EXCERPTED DATA
★ ★ ★ ★ ★

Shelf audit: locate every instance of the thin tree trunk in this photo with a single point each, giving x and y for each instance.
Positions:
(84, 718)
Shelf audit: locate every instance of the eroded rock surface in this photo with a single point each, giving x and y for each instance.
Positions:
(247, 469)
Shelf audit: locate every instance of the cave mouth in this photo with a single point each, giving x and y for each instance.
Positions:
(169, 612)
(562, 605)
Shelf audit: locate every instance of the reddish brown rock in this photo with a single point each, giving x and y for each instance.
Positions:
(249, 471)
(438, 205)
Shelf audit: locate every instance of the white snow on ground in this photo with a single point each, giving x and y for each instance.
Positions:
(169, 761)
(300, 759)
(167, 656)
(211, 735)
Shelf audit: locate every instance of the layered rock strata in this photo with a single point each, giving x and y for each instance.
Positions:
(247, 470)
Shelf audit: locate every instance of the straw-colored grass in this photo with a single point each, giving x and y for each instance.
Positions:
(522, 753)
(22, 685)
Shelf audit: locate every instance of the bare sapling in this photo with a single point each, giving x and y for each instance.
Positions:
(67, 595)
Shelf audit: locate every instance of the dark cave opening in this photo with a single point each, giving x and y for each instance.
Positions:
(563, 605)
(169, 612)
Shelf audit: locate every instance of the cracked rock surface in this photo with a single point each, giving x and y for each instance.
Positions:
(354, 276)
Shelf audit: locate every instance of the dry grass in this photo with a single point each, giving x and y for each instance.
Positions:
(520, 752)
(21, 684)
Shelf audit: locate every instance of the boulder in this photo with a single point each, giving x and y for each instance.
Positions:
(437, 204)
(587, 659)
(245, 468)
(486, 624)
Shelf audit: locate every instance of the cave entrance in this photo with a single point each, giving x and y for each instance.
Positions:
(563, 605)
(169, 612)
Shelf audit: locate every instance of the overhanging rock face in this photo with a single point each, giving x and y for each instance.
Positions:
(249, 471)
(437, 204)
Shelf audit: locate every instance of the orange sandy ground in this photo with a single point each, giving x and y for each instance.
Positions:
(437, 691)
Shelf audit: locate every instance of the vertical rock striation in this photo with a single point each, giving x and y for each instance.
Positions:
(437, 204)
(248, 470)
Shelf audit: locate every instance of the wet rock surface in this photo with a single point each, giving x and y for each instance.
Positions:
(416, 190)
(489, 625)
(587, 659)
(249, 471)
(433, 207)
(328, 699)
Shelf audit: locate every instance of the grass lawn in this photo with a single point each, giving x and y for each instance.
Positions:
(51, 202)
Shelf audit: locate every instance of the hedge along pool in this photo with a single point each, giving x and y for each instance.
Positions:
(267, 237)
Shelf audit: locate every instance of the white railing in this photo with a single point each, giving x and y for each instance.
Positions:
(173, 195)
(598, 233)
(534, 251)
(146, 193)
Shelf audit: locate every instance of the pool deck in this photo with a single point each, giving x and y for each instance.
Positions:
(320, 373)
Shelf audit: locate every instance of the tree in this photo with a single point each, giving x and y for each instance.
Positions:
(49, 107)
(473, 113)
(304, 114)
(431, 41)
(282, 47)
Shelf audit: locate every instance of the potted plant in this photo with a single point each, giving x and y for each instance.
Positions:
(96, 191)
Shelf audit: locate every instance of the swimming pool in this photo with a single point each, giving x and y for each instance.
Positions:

★ ★ ★ ★ ★

TASK TO CARRY OUT
Copy all the items above again, replacing "Positions" with "Locations" every time it appears and keeping everything else the same.

RESULT OF THIS TASK
Shelf audit: locate every instance of the thin tree trunk in this photo with a single point each, giving x and y for each instance.
Locations:
(84, 718)
Shelf audit: locate every instance of the eroded rock surface in this photo with a single point each, giving x and y for each instance.
Locations:
(247, 469)
Shelf audit: locate every instance of the cave mouth in this photo with a single point each, giving x and y for each instance.
Locations:
(169, 612)
(562, 605)
Shelf audit: locate every instance of the reddish brown rock in this photo with a single point each, giving x and y for each instance.
Locations:
(249, 471)
(438, 205)
Shelf audit: locate every instance of the white snow on ground in this photo with a single point each, giving x and y for each instance.
Locations:
(169, 761)
(300, 759)
(167, 656)
(211, 735)
Shelf audit: locate every instance of the layered rock strata in this photo with a single point each, giving x and y for each instance.
Locations:
(247, 470)
Shelf audit: locate every instance of the straw-colored grass in this photo with a single point each, giving x and y for each instance.
Locations:
(522, 753)
(22, 685)
Shelf audit: locate every instance of the bare sapling in this photo with a single point each, giving x and y for each instance.
Locations:
(67, 595)
Shelf audit: locate every instance of the dark cave opening in this photo with a single point each, giving x and y for each instance.
Locations:
(563, 605)
(169, 612)
Shelf audit: locate every instance of the cracked rock surface in this photo with a single point each, giving x and y for each instance.
Locations:
(354, 276)
Shelf audit: locate every instance of the dry grass in this photo with a single point each, giving x and y for each instance.
Locations:
(520, 752)
(21, 684)
Shelf audit: locate every instance of the boulder in this photo with a single point each, giving x and y for each instance.
Locations:
(437, 204)
(587, 659)
(245, 468)
(486, 624)
Shelf audit: locate every instance of the cave entrance in this photo with a single point each, giving x and y for each instance.
Locations:
(563, 605)
(169, 612)
Shelf audit: locate every instance of the overhanging rock face in this photo with a single point each, giving x and y for each instance.
Locations:
(249, 471)
(437, 204)
Shelf audit: locate every instance of the orange sandy ground in this photo with a single point each, giving x and y for each instance.
Locations:
(437, 691)
Shelf audit: locate every instance of the vertical rock striation in this photo with a single point each, giving x and y for each instance.
Locations:
(437, 204)
(248, 470)
Shelf audit: locate every instance of the wet rock surface in this photo with a single point each, giving x and y for each instance.
Locations:
(416, 190)
(489, 625)
(587, 659)
(249, 471)
(433, 207)
(328, 699)
Shelf audit: locate every instance of the grass lawn in this photo with a single point each, giving x and y for each instance.
Locations:
(51, 202)
Shelf audit: locate every instance of the hedge along pool in this photo with a single point each, giving x and y for each instance.
Locations:
(267, 237)
Shelf audit: locate every instance of the white railing in this photo with a single point each, giving x and y for each instance.
Locations:
(173, 195)
(598, 233)
(534, 251)
(146, 193)
Shelf audit: locate every instance of the pool deck in this photo with a single point each, giving x and y for each instance.
Locations:
(320, 373)
Shelf audit: locate every instance of the tree in this photo with a single point each, giving x and y for each instance.
Locations:
(49, 107)
(473, 113)
(304, 114)
(431, 41)
(282, 47)
Shelf audit: locate every instance of the potted plant in this photo with a single point each, giving x and y for each instance.
Locations:
(96, 191)
Shelf audit: locate every instance of the swimming pool in this photo with a single point each, giving x and y for each instance.
Locations:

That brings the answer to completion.